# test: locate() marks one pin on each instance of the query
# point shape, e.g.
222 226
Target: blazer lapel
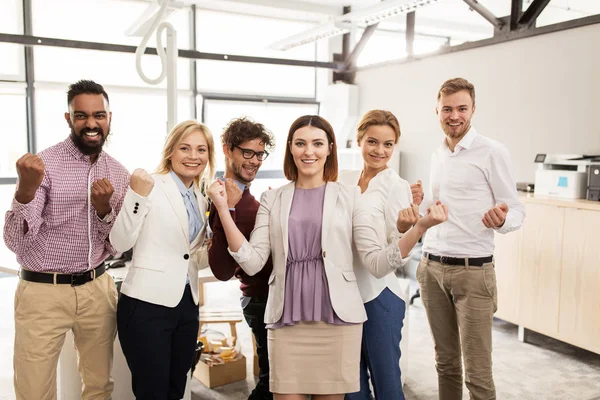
174 196
287 195
331 193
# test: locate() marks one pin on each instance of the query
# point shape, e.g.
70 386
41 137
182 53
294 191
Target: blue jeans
380 350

* * * * * * * * *

GIVEN TASK:
Can you repeat all of the material above word for word, leaving the pictures out?

WORKED SOLUTION:
# test: locate() marks one pin on each instance of the query
# point shape, e.g.
222 226
Target: blazer lapel
174 196
287 195
331 193
# test: locate() marks one pin on each instance of the query
# point shape, e.g.
70 386
41 137
182 53
294 191
Target: blue jeans
380 350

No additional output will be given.